Data drawn from a collection:
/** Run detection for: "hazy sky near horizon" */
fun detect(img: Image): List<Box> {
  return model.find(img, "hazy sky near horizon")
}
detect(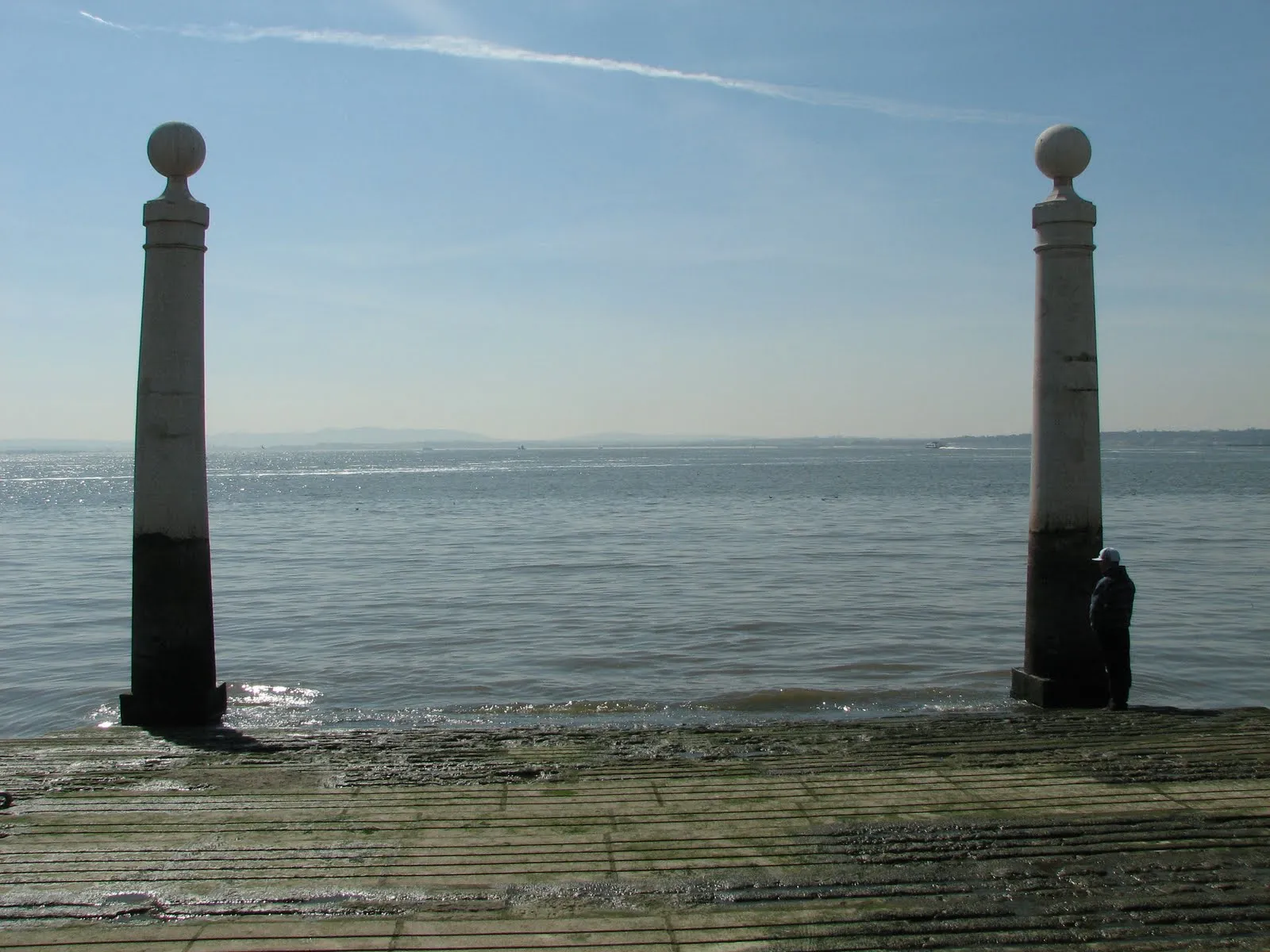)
[0,0,1270,440]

§ Exercise
Tally the lines in the entries above that contain the string "hazy", with case counting, and give only the number.

§ Task solution
2